• _WORK INSTRUCTIONS_
Set the data down again so that every line matches exactly.

• _EXERCISE MATERIAL_
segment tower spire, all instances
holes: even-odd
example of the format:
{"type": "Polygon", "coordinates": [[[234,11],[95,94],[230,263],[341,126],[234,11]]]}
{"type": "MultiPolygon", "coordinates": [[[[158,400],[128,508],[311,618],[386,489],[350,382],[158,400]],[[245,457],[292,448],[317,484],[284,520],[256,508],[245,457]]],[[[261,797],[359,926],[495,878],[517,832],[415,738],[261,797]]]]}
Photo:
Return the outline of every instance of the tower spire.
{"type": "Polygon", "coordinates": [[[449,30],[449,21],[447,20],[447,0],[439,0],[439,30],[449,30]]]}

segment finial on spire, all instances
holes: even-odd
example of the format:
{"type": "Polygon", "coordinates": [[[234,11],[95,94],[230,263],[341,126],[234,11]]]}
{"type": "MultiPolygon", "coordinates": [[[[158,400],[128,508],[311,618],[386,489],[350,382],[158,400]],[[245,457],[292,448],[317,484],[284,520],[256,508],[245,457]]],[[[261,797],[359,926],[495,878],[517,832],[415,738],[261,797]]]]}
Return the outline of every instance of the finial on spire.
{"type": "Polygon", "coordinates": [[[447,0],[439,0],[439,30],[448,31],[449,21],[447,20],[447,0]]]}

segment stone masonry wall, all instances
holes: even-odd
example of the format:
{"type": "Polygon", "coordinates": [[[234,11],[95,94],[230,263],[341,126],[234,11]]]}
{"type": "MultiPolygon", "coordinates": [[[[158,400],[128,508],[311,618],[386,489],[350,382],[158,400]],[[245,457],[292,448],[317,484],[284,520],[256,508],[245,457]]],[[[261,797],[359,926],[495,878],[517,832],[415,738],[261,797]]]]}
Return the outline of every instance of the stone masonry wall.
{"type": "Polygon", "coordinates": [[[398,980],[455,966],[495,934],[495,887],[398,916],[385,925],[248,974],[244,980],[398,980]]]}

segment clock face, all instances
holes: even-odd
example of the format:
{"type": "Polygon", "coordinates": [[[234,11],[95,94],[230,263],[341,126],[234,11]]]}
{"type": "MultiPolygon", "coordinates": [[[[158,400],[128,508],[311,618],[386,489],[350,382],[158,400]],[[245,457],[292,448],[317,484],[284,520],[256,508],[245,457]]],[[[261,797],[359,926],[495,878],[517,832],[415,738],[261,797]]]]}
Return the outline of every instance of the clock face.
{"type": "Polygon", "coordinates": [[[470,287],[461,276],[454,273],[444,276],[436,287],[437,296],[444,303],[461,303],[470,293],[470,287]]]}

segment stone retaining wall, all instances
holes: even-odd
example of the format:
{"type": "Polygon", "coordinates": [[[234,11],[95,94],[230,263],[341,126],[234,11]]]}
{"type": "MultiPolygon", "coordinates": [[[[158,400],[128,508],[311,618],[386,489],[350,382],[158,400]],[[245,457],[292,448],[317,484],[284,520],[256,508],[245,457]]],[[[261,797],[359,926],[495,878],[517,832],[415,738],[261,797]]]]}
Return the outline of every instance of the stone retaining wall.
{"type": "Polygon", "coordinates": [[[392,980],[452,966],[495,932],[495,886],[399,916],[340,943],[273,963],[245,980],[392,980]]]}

• _SOLVED PROBLEM_
segment tower spire, all instances
holes: even-odd
example of the format:
{"type": "Polygon", "coordinates": [[[234,11],[95,94],[230,263],[341,126],[234,11]]]}
{"type": "MultiPolygon", "coordinates": [[[[158,400],[128,508],[311,618],[386,489],[350,382],[158,400]],[[245,457],[292,448],[317,484],[284,520],[256,508],[245,457]]],[[[261,797],[359,926],[495,878],[517,832],[415,738],[261,797]]]]}
Photo:
Return the outline of every instance of the tower spire.
{"type": "Polygon", "coordinates": [[[449,30],[449,21],[447,20],[447,0],[439,0],[439,30],[449,30]]]}

segment finial on spire, all instances
holes: even-odd
example of the format:
{"type": "Polygon", "coordinates": [[[234,11],[95,94],[230,263],[341,126],[234,11]]]}
{"type": "MultiPolygon", "coordinates": [[[[158,400],[128,508],[311,618],[386,489],[350,382],[158,400]],[[245,457],[292,448],[317,484],[284,520],[256,508],[245,457]]],[[[261,797],[359,926],[495,878],[517,832],[415,738],[261,797]]]]}
Return the outline of every instance of the finial on spire.
{"type": "Polygon", "coordinates": [[[447,0],[439,0],[439,30],[448,31],[449,21],[447,20],[447,0]]]}

segment stone masonry wall, all instances
holes: even-odd
example of the format:
{"type": "Polygon", "coordinates": [[[234,11],[95,94],[230,263],[341,126],[234,11]]]}
{"type": "MultiPolygon", "coordinates": [[[[158,400],[128,508],[311,618],[386,489],[350,382],[158,400]],[[245,457],[292,448],[317,484],[284,520],[256,508],[245,457]]],[[[261,797],[359,926],[495,878],[517,832],[415,738],[261,797]]]]}
Return the outline of every instance of the stone masonry wall.
{"type": "Polygon", "coordinates": [[[398,980],[455,966],[495,934],[495,887],[398,916],[385,925],[248,974],[244,980],[398,980]]]}

segment clock face, all instances
holes: even-odd
example of the format:
{"type": "Polygon", "coordinates": [[[234,11],[95,94],[230,263],[341,126],[234,11]]]}
{"type": "MultiPolygon", "coordinates": [[[[158,400],[128,508],[311,618],[386,489],[350,382],[158,400]],[[245,457],[292,448],[317,484],[284,520],[256,508],[245,457]]],[[[261,797],[359,926],[495,878],[517,832],[415,738],[261,797]]]]}
Return the outline of every instance of the clock face.
{"type": "Polygon", "coordinates": [[[470,287],[461,276],[454,273],[444,276],[436,287],[437,296],[444,303],[461,303],[470,293],[470,287]]]}

segment stone retaining wall, all instances
holes: even-odd
example of the format:
{"type": "Polygon", "coordinates": [[[234,11],[95,94],[230,263],[341,126],[234,11]]]}
{"type": "MultiPolygon", "coordinates": [[[[158,400],[128,508],[311,618],[386,489],[350,382],[158,400]],[[245,457],[292,448],[317,484],[284,520],[256,508],[245,457]]],[[[261,797],[359,926],[495,878],[517,832],[415,738],[261,797]]]]}
Return the outline of every instance of the stone retaining wall.
{"type": "Polygon", "coordinates": [[[392,980],[452,966],[495,932],[495,886],[399,916],[340,943],[273,963],[245,980],[392,980]]]}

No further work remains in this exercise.